------ Selected text

Communication between two separate Python engines

Question

The problem statement is as follows:

I am working with Abaqus, a program for analyzing mechanical problems. It is basically a standalone Python interpreter with its own objects etc. Within this program, I run a python script to set up my analysis (so this script can be modified). It also contains a method which has to be executed when an external signal is received. These signals come from the main script that I am running in my own Python engine.

For now, I have the following workflow: The main script sets a boolean to True when the Abaqus script has to execute a specific function, and pickles this boolean into a file. The Abaqus script regularly checks this file to see whether the boolean has been set to true. If so, it does an analysis and pickles the output, so that the main script can read this output and act on it.

I am looking for a more efficient way to signal the other process to start the analysis, since there is a lot of unnecessary checking going on right know. Data exchange via pickle is not an issue for me, but a more efficient solution is certainly welcome.

Search results always give me solutions with subprocess or the like, which is for two processes started within the same interpreter. I have also looked at ZeroMQ since this is supposed to achieve things like this, but I think this is overkill and would like a solution in python. Both interpreters are running python 2.7 (although different versions)

What are the requirements vis-a-vis the two processes? Do they need to be separate processes? Do they have to run on separate machines? Separate userids? Why have you chosen two processes for your approach, and what constraints are there? — aghast, Apr 10 '17 at 23:18
can't you structure things so the abaqus process is main, and call the other as a subprocess? — agentp, Apr 11 '17 at 00:49
Probably better actually to have the "main" process be a `python 3.x` environment, and have it call `"abaqus python aq_script.py"` for example which reads and pickles `abaqus` data. And then another output script back to `abaqus` called the same way after pickling again. It's slow, but if you need `scipy` or `tensorflow` etc it'll stil be faster than implementing in abaqus's ancient `numpy` implementation — Daniel F, Apr 11 '17 at 12:56
@AustinHastings: both processes need to be separate and are running on the same machine. My 'main script' has to run on my main python engine since it does not need to start abaqus in every case. This way, abaqus is just a part of the program which is accessed whenever needed. — mooisjken, Apr 11 '17 at 23:06
@agentp: abaqus is called as a subprocess from within my main script: `subprocess.call('abaqus cae script = test.py',shell=True)`. This outputs a message that the abaqus license server has been started and opens the abaqus program with the given script. I need a way to communicate with this script from my main script. Structuring it the other way around is not logical as my previous answer pointed out. — mooisjken, Apr 11 '17 at 23:10
@DanielForsman: avoiding abaqus's ancient `numpy` is indeed one of the benefits of having both separate programs running. I am right in thinking that your solution aligns with my current workaround? And how can I make Abaqus more efficient in receiving the signal, instead of tirelessly checking for a change in a pickled file? — mooisjken, Apr 11 '17 at 23:15
@Rightleg: during my search on the web, I came across sockets, but did not understand really well how the capabilities could be leveraged in my problem. Probably this is because I am not familiar with this concept and it is hard to understand. Basically I need some sort of communication line between both processes. Conceptually speaking, this communication line can be setup in my main script, and its details can be given to abaqus when the `subprocess.call` is executed. I do not have an idea how to make this work in practice. — mooisjken, Apr 11 '17 at 23:20
@mooisjken There might be more efficient ways than using sockets to solve your problem, but this is IMO the easiest solution to implement. Basically, you make your two applications communicate over the localhost. You'd need to design a protocol in a more complex situation, but in Python, you can easily send (and parse when receiving) a string, which make is easy to understand. Say you want to run the operation 5 with the parameters 11 and 32.7: send `"operation:5; parameters:(11, 32.7)"` from your main script to your worker. There are plenty of code examples on the web for socket programming. — Right leg, Apr 12 '17 at 09:01

aghast · Accepted Answer · 2017-04-12T01:35:44.153

Edit:

Like @MattP, I'll add this statement of my understanding:

Background

I believe that you are running a product called abaqus. The abaqus product includes a linked-in python interpreter that you can access somehow (possibly by running abaqus python foo.py on the command line).

------------

Goal a —
Repeat everything from "I am looking" down to "(although different versions)" in the thread on communication between two Python engines, substituting "RabbitMQ" for "ZeroMQ".

------ Provided material

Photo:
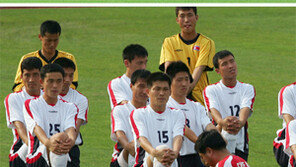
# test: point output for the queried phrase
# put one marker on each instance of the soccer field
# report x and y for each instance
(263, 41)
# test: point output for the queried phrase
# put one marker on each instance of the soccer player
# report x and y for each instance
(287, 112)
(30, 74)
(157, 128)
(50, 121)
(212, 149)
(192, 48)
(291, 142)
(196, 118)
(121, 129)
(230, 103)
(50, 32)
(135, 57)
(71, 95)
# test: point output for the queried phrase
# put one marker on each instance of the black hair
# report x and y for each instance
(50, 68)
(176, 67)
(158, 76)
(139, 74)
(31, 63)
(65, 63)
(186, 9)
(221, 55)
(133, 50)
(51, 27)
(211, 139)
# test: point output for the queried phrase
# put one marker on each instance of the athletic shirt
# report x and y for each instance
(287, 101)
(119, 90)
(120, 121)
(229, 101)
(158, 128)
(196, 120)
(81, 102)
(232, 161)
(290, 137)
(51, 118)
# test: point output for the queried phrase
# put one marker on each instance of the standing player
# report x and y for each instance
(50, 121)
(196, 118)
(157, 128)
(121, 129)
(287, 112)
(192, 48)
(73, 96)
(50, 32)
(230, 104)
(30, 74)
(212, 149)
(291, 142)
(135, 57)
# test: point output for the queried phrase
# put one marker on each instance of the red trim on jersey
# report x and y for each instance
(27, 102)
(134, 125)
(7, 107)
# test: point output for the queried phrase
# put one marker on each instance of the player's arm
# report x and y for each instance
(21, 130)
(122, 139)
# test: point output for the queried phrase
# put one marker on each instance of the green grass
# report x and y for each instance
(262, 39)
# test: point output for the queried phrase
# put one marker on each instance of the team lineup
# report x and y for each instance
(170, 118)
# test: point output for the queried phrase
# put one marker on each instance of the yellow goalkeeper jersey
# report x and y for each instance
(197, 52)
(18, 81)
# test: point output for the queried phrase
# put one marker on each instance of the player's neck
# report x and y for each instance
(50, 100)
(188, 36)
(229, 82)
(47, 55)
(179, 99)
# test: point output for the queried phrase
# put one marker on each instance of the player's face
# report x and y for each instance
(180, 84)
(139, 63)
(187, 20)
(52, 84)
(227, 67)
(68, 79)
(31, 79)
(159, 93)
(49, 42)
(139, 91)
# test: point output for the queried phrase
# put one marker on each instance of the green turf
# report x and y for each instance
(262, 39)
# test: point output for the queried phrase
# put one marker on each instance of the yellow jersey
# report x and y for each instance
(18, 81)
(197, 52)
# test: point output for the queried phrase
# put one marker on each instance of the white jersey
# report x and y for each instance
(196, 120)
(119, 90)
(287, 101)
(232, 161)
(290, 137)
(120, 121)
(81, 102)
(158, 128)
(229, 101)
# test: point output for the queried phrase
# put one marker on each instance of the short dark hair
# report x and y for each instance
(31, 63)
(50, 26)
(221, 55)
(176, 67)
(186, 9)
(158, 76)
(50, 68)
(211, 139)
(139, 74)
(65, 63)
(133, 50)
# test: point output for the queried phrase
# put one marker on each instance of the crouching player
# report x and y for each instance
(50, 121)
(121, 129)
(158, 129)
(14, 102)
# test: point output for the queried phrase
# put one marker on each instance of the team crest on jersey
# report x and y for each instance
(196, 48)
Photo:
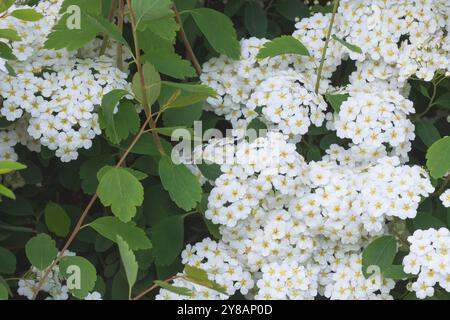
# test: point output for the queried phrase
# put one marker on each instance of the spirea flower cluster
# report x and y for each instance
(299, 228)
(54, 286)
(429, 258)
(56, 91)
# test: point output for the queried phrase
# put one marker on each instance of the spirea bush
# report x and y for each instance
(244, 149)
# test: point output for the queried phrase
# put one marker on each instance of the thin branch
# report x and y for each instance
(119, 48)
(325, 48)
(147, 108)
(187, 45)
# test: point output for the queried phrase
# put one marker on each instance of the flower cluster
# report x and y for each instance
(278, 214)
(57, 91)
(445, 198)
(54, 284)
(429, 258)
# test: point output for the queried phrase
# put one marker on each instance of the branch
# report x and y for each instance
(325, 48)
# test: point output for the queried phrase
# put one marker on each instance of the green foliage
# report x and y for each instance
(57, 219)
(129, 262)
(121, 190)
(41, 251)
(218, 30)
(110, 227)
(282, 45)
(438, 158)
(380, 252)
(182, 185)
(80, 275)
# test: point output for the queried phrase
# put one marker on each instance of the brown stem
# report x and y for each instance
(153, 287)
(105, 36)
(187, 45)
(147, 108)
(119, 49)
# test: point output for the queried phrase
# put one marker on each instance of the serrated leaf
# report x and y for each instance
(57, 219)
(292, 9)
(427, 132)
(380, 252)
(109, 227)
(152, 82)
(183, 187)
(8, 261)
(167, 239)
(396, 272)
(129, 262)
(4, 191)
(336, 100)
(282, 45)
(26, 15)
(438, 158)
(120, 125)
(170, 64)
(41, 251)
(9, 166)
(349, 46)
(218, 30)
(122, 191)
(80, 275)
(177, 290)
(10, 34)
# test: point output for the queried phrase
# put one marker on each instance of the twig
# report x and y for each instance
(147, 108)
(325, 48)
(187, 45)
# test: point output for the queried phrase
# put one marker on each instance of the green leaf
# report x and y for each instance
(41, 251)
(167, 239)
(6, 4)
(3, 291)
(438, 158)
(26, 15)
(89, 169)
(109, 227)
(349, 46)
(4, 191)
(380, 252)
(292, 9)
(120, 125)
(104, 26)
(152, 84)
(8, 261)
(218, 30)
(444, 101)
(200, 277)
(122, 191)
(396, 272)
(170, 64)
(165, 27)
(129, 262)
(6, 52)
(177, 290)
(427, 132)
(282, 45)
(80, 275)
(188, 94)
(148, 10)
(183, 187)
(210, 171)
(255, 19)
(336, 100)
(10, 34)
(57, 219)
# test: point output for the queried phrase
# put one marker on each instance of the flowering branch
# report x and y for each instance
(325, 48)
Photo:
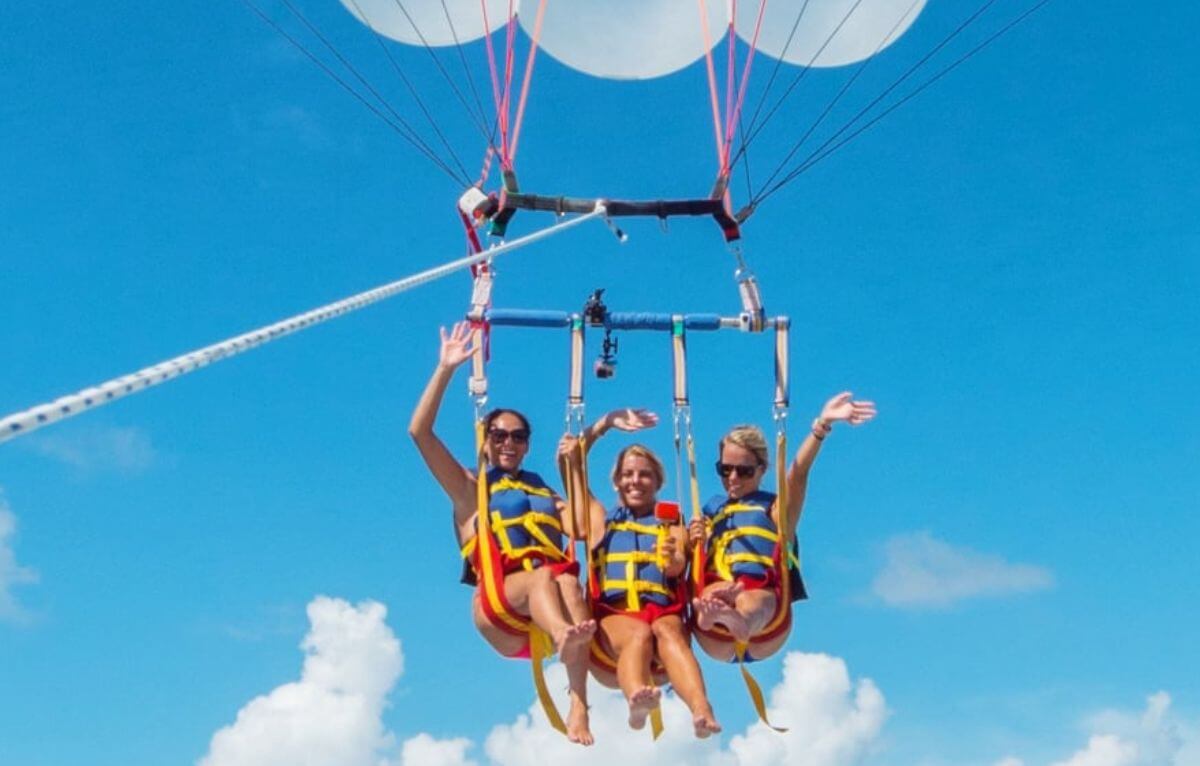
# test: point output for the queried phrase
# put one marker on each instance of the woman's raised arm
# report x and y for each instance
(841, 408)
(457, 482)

------------
------ Provided material

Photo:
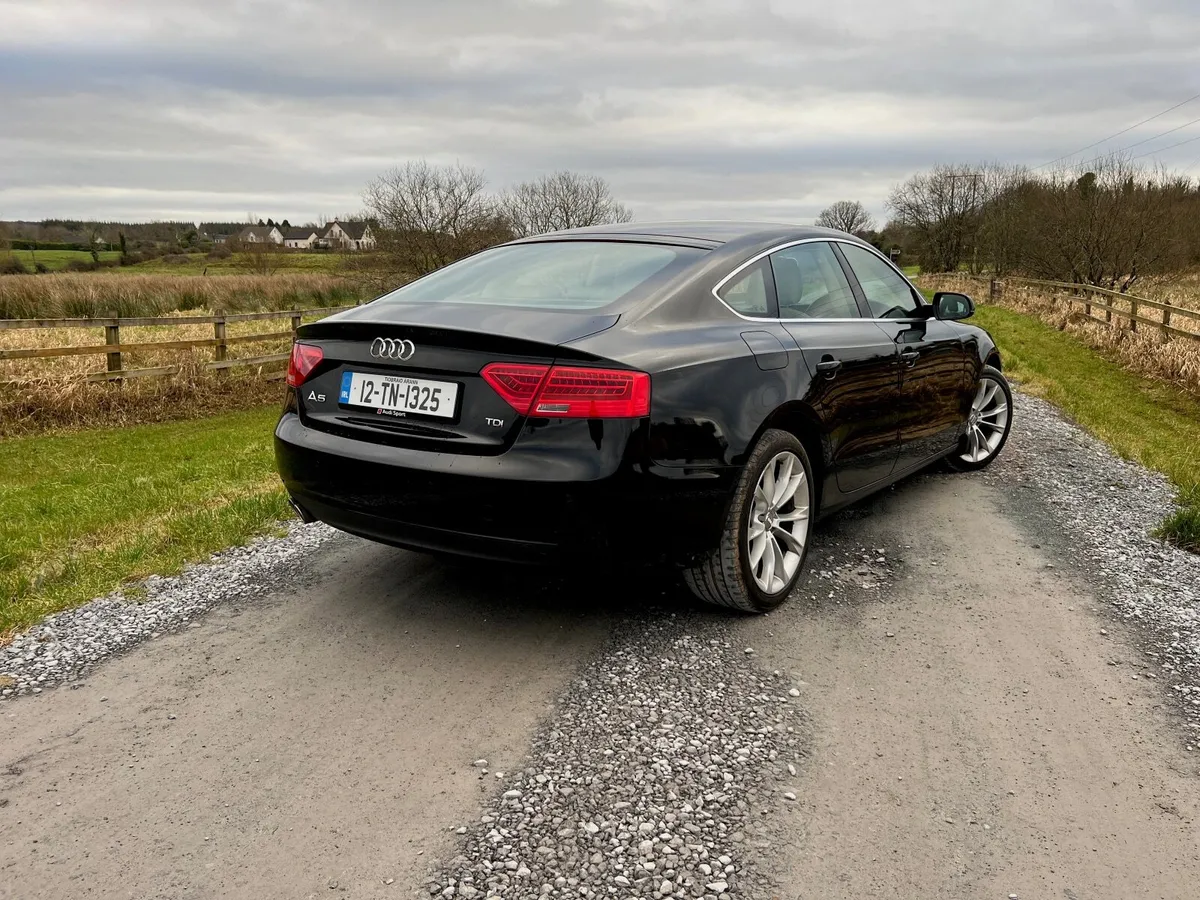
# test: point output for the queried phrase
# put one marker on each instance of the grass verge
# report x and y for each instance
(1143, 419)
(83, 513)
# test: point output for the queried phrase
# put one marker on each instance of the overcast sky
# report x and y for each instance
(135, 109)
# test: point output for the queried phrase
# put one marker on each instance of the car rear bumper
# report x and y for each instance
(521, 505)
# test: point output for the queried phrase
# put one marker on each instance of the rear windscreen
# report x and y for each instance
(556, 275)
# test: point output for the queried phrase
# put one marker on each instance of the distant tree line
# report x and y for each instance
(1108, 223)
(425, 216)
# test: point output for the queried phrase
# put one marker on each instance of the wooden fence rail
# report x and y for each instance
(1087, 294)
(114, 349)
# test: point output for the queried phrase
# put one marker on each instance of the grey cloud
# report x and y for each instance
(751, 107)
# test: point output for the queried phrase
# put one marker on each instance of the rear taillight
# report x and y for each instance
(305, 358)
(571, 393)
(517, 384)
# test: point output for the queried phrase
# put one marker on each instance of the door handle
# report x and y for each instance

------------

Goal b —
State how many lines of the records contain the string "jersey". Reply with the number alone.

Written solution a —
I am looking for a more efficient way to signal the other process to start the analysis, since there is a lot of unnecessary checking going on right know. Data exchange via pickle is not an issue for me, but a more efficient solution is certainly welcome.

Search results always give me solutions with subprocess or the like, which is for two processes started within the same interpreter. I have also looked at RabbitMQ since this is supposed to achieve things like this, but I think this is overkill and would like a solution in python. Both interpreters are running python 2.7 (although different versions)

Written solution b —
5